- Given records

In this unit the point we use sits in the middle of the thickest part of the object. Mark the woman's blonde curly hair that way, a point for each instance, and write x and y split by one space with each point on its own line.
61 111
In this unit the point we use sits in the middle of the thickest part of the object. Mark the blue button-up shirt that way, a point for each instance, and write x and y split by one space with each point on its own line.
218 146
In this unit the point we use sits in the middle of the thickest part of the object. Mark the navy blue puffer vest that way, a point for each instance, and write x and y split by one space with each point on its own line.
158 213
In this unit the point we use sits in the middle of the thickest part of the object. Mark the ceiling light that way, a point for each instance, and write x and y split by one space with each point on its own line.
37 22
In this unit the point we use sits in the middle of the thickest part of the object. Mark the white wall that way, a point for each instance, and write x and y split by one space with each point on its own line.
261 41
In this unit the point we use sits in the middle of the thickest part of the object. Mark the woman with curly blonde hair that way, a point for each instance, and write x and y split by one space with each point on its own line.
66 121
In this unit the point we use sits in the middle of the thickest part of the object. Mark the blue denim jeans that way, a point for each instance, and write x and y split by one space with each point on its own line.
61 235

==

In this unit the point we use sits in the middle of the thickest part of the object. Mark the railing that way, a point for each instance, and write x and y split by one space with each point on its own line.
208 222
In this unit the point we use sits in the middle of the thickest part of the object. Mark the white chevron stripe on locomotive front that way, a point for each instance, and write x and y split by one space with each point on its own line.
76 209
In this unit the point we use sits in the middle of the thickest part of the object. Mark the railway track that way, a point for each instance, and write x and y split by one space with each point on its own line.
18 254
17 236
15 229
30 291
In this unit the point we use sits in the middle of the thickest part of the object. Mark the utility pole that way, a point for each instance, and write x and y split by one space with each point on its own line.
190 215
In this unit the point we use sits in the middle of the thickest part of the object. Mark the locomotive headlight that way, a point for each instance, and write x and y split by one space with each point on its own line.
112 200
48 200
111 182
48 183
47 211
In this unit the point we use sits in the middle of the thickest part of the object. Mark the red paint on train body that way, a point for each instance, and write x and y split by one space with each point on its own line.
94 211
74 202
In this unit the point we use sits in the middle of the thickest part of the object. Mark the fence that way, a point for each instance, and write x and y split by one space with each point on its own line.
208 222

- Goal of the exercise
Which lines in the material above contain the word "blue"? Copy each one in full.

- Exercise output
In this unit the point we use sits in the middle of the thickest part of the object. Mark the blue button-up shirt that way, a point for each instance, and write x and y split by one space with each point on its own line.
In this unit the point we use sits in the middle of the thickest part of the object. Mark the navy blue puffer vest that way, a point for each instance, and write x and y split by one space with each point on its own line.
In this unit the point we use sits in the middle of the thickest part of the object. Mark the blue denim jeans that way, a point for each instance, and write x and y split by one space with each point on its own line.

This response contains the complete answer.